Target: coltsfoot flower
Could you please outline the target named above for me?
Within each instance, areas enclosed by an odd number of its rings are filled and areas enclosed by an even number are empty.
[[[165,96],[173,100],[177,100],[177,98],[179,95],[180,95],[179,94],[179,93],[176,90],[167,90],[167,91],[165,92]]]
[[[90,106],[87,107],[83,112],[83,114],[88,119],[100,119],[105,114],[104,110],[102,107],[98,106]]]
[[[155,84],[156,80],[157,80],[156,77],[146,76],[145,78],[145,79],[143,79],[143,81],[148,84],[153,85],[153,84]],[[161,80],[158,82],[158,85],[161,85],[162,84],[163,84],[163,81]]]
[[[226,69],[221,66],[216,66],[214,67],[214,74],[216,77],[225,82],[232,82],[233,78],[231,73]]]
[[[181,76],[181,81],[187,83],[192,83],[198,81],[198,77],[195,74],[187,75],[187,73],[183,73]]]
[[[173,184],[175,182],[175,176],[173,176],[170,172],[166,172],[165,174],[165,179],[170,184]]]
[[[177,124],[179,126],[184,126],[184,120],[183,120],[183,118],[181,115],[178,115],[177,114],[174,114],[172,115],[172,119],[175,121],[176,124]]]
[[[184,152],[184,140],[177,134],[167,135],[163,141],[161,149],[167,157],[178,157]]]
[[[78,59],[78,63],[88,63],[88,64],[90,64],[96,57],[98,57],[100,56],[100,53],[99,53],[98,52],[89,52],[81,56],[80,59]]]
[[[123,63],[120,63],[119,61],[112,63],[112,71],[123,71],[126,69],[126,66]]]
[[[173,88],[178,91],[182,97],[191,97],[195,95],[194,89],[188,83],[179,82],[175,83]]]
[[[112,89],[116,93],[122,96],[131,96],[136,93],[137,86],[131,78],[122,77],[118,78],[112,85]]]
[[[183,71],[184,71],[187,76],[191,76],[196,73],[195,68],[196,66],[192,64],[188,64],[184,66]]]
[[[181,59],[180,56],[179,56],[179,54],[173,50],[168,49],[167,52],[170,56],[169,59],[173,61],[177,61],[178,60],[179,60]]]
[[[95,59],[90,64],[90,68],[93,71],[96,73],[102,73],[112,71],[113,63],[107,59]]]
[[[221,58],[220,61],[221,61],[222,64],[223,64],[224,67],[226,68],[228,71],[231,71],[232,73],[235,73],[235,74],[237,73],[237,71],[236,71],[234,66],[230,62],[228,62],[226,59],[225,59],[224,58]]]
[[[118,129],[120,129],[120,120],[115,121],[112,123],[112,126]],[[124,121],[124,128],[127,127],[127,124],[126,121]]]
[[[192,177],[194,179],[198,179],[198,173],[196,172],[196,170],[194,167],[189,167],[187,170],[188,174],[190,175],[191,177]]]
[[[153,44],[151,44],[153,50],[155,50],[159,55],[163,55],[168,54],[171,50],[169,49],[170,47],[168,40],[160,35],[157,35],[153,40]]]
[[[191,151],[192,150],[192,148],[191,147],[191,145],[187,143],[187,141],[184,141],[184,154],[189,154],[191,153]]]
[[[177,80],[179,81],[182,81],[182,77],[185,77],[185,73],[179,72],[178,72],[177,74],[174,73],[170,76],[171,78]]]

• **OBJECTIVE**
Each of the records should be retyped exactly.

• **WORKED ANSWER**
Target: coltsfoot flower
Could you please outline the target named above for me?
Within each instance, areas enclosed by an odd number of its rings are filled and areas enclosed by an even number are empty.
[[[165,96],[173,100],[177,100],[177,98],[179,95],[180,95],[179,94],[179,93],[176,90],[167,90],[167,91],[165,92]]]
[[[90,106],[87,107],[83,112],[83,114],[88,119],[100,119],[105,114],[104,110],[102,107],[98,106]]]
[[[155,84],[156,80],[157,80],[156,77],[146,76],[145,78],[145,79],[143,79],[143,81],[148,84],[153,85],[153,84]],[[161,80],[158,82],[158,85],[161,85],[162,84],[163,84],[163,81]]]
[[[226,69],[221,66],[216,66],[214,67],[214,74],[216,77],[225,82],[232,82],[233,78],[231,73]]]
[[[181,76],[181,81],[187,83],[192,83],[198,81],[198,77],[195,74],[187,75],[187,73],[183,73]]]
[[[173,184],[175,182],[175,176],[173,176],[170,172],[166,172],[165,174],[165,179],[170,184]]]
[[[177,124],[179,126],[184,126],[184,120],[183,120],[183,118],[181,115],[178,115],[177,114],[174,114],[172,115],[172,119],[175,121],[176,124]]]
[[[184,152],[184,140],[177,134],[167,135],[163,141],[161,149],[167,157],[178,157]]]
[[[78,59],[78,63],[88,63],[88,64],[90,64],[96,57],[98,57],[100,56],[100,53],[99,53],[98,52],[89,52],[81,56],[80,59]]]
[[[123,63],[120,63],[119,61],[112,63],[112,71],[123,71],[126,69],[126,66]]]
[[[173,88],[178,91],[182,97],[191,97],[195,95],[194,89],[188,83],[179,82],[175,83]]]
[[[112,89],[116,93],[122,96],[131,96],[136,93],[137,86],[131,78],[122,77],[118,78],[112,85]]]
[[[183,71],[184,71],[187,76],[191,76],[196,73],[195,68],[196,66],[192,64],[188,64],[184,66]]]
[[[181,59],[180,56],[179,56],[179,54],[173,50],[168,49],[167,52],[170,56],[169,59],[173,61],[177,61],[178,60],[179,60]]]
[[[95,59],[90,64],[90,68],[93,71],[96,73],[102,73],[112,71],[113,63],[107,59]]]
[[[221,58],[220,61],[221,61],[222,64],[223,64],[224,67],[226,68],[228,71],[231,71],[232,73],[235,73],[235,74],[237,73],[237,71],[236,71],[234,66],[230,62],[228,62],[226,59],[225,59],[224,58]]]
[[[118,129],[120,129],[120,120],[115,121],[112,123],[112,126]],[[124,121],[124,128],[127,127],[127,124],[126,121]]]
[[[192,177],[194,179],[198,179],[198,173],[196,172],[196,170],[194,167],[189,167],[187,170],[188,174],[190,175],[191,177]]]
[[[153,44],[151,44],[153,50],[155,50],[159,55],[163,55],[168,54],[171,50],[169,49],[170,47],[168,40],[160,35],[157,35],[153,40]]]
[[[191,151],[192,150],[192,148],[191,147],[191,145],[187,143],[187,141],[184,141],[184,154],[189,154],[191,153]]]
[[[177,80],[179,81],[182,81],[182,77],[185,77],[185,73],[179,72],[178,72],[177,74],[174,73],[170,76],[171,78]]]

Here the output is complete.